### Instructions for the task
Copy the listing in full and exactly, omitting its images.

### Given records
-- Opening Marker --

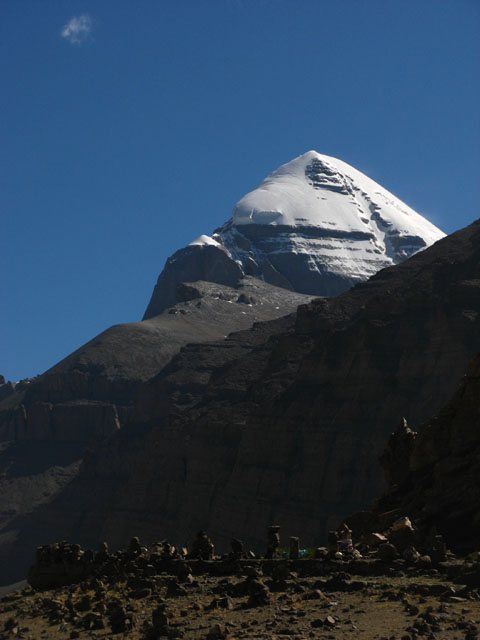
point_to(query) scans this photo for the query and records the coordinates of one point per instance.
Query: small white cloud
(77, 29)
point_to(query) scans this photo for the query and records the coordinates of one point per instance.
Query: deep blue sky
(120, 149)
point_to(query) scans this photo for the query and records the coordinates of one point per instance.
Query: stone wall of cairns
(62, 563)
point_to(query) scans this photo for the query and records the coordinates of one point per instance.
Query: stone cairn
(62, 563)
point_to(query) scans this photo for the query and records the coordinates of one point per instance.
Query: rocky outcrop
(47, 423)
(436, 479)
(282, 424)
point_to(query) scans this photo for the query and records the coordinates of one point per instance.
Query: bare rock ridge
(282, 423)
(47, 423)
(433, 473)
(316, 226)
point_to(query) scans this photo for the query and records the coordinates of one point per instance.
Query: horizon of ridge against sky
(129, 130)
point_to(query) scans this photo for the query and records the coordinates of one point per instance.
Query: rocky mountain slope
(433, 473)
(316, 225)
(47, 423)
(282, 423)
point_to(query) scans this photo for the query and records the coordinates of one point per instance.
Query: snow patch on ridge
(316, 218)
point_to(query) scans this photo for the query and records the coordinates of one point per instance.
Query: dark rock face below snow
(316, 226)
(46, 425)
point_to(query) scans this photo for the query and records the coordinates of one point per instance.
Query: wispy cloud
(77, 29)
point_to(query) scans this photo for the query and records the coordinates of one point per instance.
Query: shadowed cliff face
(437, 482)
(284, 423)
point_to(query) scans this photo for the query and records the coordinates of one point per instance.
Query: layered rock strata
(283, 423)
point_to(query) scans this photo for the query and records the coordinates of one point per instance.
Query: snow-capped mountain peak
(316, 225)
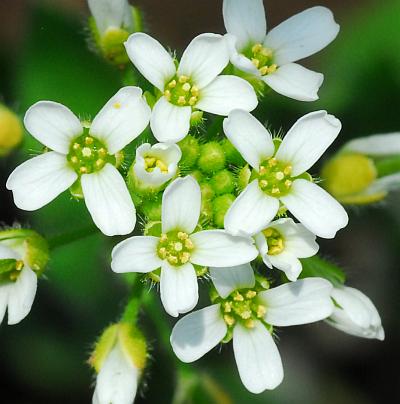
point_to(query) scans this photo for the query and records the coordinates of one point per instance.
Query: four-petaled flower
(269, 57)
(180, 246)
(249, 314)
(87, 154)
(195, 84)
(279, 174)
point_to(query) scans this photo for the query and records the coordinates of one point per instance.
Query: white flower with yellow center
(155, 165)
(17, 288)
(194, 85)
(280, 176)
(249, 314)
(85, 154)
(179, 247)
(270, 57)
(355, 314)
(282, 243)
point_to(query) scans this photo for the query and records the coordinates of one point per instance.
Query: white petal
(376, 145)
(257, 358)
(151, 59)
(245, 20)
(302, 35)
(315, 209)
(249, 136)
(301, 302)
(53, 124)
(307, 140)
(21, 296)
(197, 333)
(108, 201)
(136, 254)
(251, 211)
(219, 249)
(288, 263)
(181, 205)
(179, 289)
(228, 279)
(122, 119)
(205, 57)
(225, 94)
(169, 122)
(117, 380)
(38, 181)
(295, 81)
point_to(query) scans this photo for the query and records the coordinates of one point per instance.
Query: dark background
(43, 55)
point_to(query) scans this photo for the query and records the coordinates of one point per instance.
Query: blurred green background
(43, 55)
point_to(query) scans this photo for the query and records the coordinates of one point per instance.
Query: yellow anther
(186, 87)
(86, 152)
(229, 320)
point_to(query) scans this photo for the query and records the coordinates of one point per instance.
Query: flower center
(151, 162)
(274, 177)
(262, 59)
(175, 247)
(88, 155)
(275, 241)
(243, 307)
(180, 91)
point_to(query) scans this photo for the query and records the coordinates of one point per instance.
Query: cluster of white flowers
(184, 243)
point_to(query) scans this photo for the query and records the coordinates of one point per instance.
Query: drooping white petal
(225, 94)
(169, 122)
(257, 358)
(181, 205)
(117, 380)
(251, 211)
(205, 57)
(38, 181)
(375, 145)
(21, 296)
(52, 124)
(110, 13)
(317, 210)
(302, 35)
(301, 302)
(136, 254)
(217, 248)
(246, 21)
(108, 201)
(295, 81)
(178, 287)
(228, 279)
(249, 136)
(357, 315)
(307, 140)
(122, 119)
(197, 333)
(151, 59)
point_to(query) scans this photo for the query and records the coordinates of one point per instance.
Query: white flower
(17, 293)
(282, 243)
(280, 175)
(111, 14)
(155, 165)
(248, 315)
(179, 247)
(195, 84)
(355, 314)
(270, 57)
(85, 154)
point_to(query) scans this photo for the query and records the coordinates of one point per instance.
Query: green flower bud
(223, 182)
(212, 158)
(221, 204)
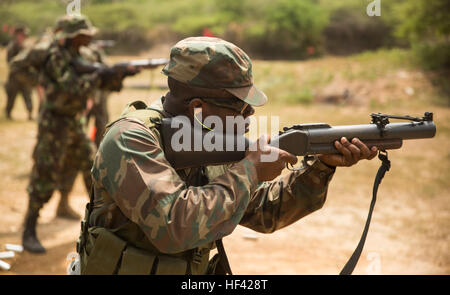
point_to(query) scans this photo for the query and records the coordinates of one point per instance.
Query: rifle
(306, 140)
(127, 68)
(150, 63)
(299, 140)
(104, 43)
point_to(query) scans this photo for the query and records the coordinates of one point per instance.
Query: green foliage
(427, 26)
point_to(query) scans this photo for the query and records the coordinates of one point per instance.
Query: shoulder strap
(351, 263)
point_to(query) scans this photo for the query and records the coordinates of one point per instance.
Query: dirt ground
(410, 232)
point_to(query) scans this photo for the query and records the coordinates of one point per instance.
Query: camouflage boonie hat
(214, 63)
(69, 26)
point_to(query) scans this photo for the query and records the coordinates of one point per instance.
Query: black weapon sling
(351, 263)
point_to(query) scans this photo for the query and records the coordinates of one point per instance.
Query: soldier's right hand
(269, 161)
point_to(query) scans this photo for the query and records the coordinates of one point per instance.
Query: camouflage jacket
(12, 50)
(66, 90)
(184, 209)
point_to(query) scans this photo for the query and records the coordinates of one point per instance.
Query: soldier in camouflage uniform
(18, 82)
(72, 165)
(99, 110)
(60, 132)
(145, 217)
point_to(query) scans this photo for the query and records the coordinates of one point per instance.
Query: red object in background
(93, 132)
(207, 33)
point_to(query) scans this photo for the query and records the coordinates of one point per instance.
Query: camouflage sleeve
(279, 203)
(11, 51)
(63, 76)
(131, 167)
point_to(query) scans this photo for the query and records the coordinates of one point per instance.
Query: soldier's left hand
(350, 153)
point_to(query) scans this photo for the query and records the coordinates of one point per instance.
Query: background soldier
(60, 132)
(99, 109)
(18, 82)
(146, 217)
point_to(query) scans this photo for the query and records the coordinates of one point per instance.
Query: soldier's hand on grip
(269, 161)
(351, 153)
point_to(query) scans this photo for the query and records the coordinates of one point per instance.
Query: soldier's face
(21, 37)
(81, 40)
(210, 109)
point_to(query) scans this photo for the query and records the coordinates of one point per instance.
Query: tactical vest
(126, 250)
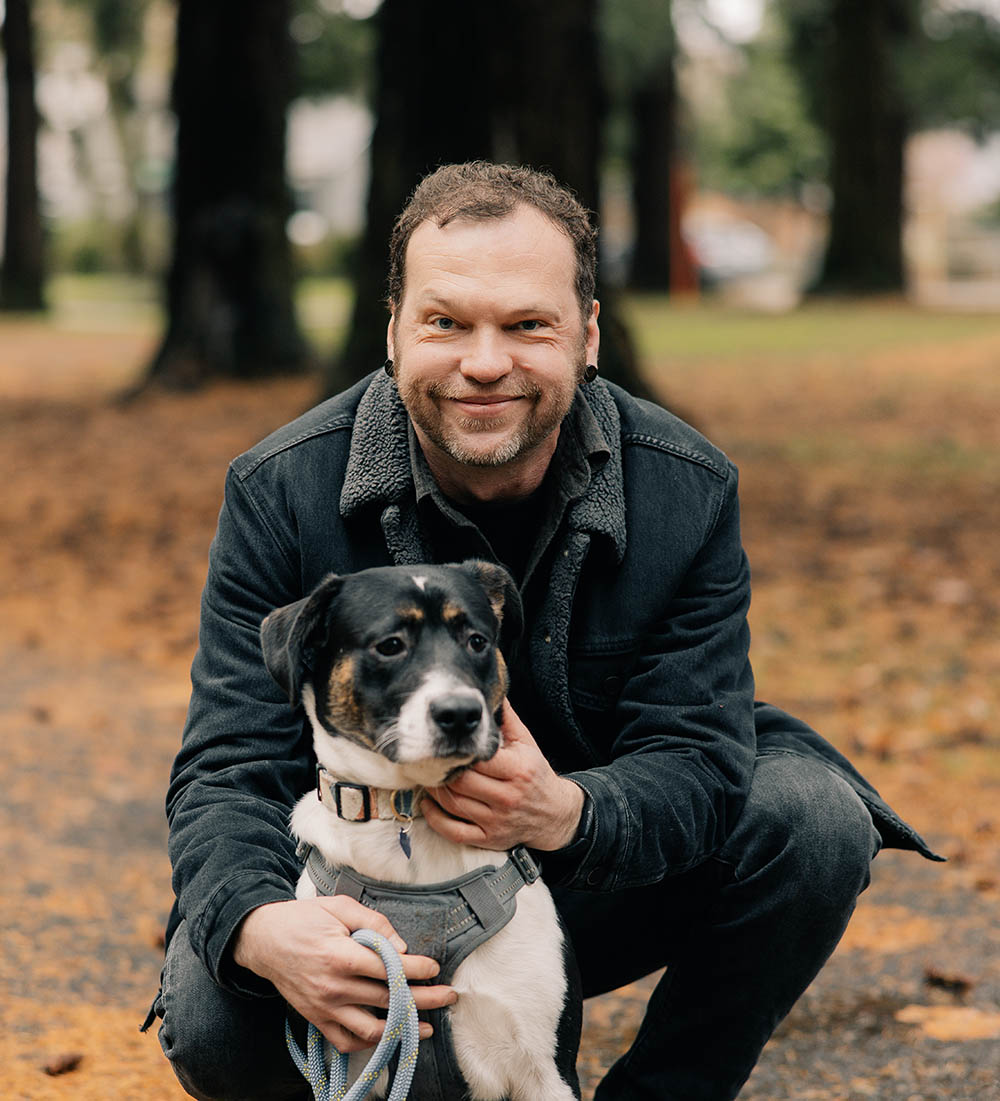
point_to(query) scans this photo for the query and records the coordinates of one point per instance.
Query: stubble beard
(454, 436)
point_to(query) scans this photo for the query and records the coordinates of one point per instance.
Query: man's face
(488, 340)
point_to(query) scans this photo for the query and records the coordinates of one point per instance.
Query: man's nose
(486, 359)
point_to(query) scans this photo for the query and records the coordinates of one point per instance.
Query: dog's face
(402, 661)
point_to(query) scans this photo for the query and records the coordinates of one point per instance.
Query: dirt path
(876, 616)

-- Closing Marker --

### Result of the exercise
point_to(query) scans this photo for the query and records the coordinates of one point per instance.
Query: small white cloud
(77, 29)
point_to(query) scans this photo for the query and records the coordinates of one point per instance.
Query: deep blue sky
(120, 149)
point_to(query) scans this photo for the query and records the coordinates of one point per instance.
Query: stone wall of cairns
(62, 563)
point_to(query) scans this photo for the query and records the coordinates of one point per instance.
Query: stone cairn
(62, 563)
point_to(query) scans this photo for the query and records the coordinates of one point per instance.
Query: rocky outcrop
(47, 423)
(436, 479)
(282, 424)
point_to(query) scans this photo for the query and records the coordinates of one point per instance.
Query: bare rock ridge
(282, 423)
(47, 423)
(433, 473)
(316, 226)
point_to(query) scans this photo for the query and records the coordinates of one point per instance.
Query: horizon of ridge against sky
(129, 130)
point_to(query) scans this photo for the query and records the coordinates of one point per instance.
Query: rocky mountain slope
(433, 473)
(316, 225)
(47, 423)
(282, 423)
point_to(query) scans this photo for the query and records the coordinates of one point per instance.
Query: snow patch on ridge
(316, 218)
point_to(query) scans this photo for the query and records the coordinates of one point per instance.
Query: dark rock face below snow
(316, 226)
(46, 425)
point_to(query) scans this photo for the query and records the coordinates of one point per instance.
Query: wispy cloud
(77, 29)
point_to(query) scans this photo for the query and records the coordinates of one point per instance.
Query: shadowed cliff face
(437, 482)
(284, 423)
point_to(query) scans this photo for the query and records the coordinates of one point per instance.
Query: layered rock strata
(283, 423)
point_to(query) scans this photo for the query and records the coordinates of one point per instance.
Query: snow-capped mountain peak
(316, 225)
point_to(query) scans this photo for the query and records the coordinates of one point per instance.
Query: four-petaled flower
(269, 57)
(180, 246)
(249, 314)
(87, 154)
(195, 84)
(279, 174)
point_to(query) scans this photo for the query and records the coordinates of one point per instance.
Query: white flower with yellow center
(155, 165)
(17, 288)
(194, 85)
(280, 176)
(249, 314)
(85, 154)
(179, 247)
(270, 57)
(355, 314)
(282, 243)
point_to(query) scans this photo for the query and records the coordinates of one point per instance.
Query: white petal
(376, 145)
(257, 358)
(151, 59)
(245, 20)
(302, 35)
(315, 209)
(249, 136)
(301, 302)
(53, 124)
(307, 140)
(21, 296)
(197, 333)
(108, 201)
(136, 254)
(251, 211)
(219, 249)
(288, 263)
(181, 205)
(179, 289)
(228, 279)
(122, 119)
(205, 57)
(225, 94)
(169, 122)
(117, 380)
(38, 181)
(295, 81)
point_to(query) scans this photo for the query and records the coordinates of one point per instance.
Query: dark background
(43, 55)
point_to(query) scans this photo for the query and records the coordinates of one point per instance.
Query: blurred green background
(43, 55)
point_to(query) scans this photo for the query and records the coordinates of one point per instance.
Query: yellow anther
(186, 87)
(86, 152)
(229, 320)
point_to(query) scans this photo for the query and records the coordinates of one point per instance.
Query: flower center
(151, 162)
(274, 177)
(262, 59)
(175, 247)
(88, 155)
(275, 241)
(243, 307)
(180, 91)
point_to(query) scans this photo for the query and records the coordinates of one point per instance.
Query: cluster of white flowers
(184, 243)
point_to(query) scans this photo for the query and records the coordinates of one point per instance.
Query: drooping white petal
(225, 94)
(169, 122)
(257, 358)
(181, 205)
(117, 380)
(251, 211)
(205, 57)
(38, 181)
(375, 145)
(21, 296)
(52, 124)
(110, 13)
(317, 210)
(302, 35)
(301, 302)
(136, 254)
(217, 248)
(246, 21)
(108, 201)
(295, 81)
(178, 287)
(228, 279)
(249, 136)
(357, 315)
(307, 140)
(122, 119)
(197, 333)
(151, 59)
point_to(query) scans this photo for the query and records the coordinates of one point per instance.
Query: white flower
(17, 293)
(282, 243)
(280, 175)
(111, 14)
(155, 165)
(248, 315)
(179, 247)
(195, 84)
(355, 314)
(270, 57)
(85, 154)
point_to(query) scans this photo for the query and records the coordinates of one point per instance.
Query: green flower bud
(223, 182)
(212, 158)
(221, 204)
point_to(query) scans this photo for the query and records the coordinates of one point per instance.
Query: rifle
(306, 140)
(127, 68)
(150, 63)
(299, 140)
(104, 43)
point_to(query) scans this photo for the query and records the coordinates of one point per instance.
Query: green foliage
(427, 26)
point_to(query) scans this photo for the query and records the coordinates of one point per instance.
Query: shoulder strap
(351, 263)
point_to(query) scans this photo for the query and records the coordinates of one point per instance.
Query: dirt ground
(410, 232)
point_to(query) scans this photo for the query and records the coordinates of one point per instance.
Query: camouflage boonie hat
(214, 63)
(69, 26)
point_to(query) scans this photo for the query and records the coordinates of one point per instance.
Query: black weapon sling
(351, 263)
point_to(query) scans this photo for the query and records the coordinates of one point per instance.
Query: soldier's right hand
(269, 161)
point_to(query) scans this photo for the query and records the coordinates of one point per instance.
Query: camouflage jacket
(12, 50)
(66, 90)
(184, 209)
point_to(query) scans this photo for the query and records the coordinates of one point per instance.
Query: soldier in camouflage uniform
(18, 82)
(72, 165)
(99, 110)
(60, 132)
(145, 217)
point_to(query) scans this photo for the query and records the coordinates of one point per instance.
Query: red object in background
(93, 132)
(207, 33)
point_to(query) scans this photo for the query and records the coordinates of one point per instance.
Query: camouflage sleeve
(279, 203)
(11, 51)
(63, 76)
(131, 167)
point_to(query) scans this photo for the query and records the coordinates of one point per instance.
Query: soldier's left hand
(350, 153)
point_to(query) scans this photo for the query and records the coordinates of one point per instance.
Query: background soldier
(60, 132)
(99, 109)
(18, 82)
(146, 217)
point_to(query) scans this photo for the query and records the coordinates of one point per instance.
Query: soldier's hand on grip
(269, 161)
(351, 153)
point_to(query) scans this photo for the query and records the coordinates of one point per instance.
Query: soldier's face
(21, 37)
(81, 40)
(210, 109)
point_to(query) scans this photo for the query and records the coordinates of one point per instance.
Query: tactical vest
(126, 250)
point_to(query) scans this photo for the query and records the coordinates of one point per instance.
Query: stubble beard
(454, 436)
point_to(query) scans this photo for the query and records the coordinates of one point per instance.
Query: man's face
(488, 340)
point_to(query) scans this photo for the query and records the coordinates of one point per instance.
Query: man's nose
(486, 359)
point_to(query) scans this photo for the query and records the coordinates of one point per instance.
Query: dog's face
(402, 661)
point_to(query) scans this photo for the query and records the coordinates of one point per instance.
Query: dirt path
(876, 616)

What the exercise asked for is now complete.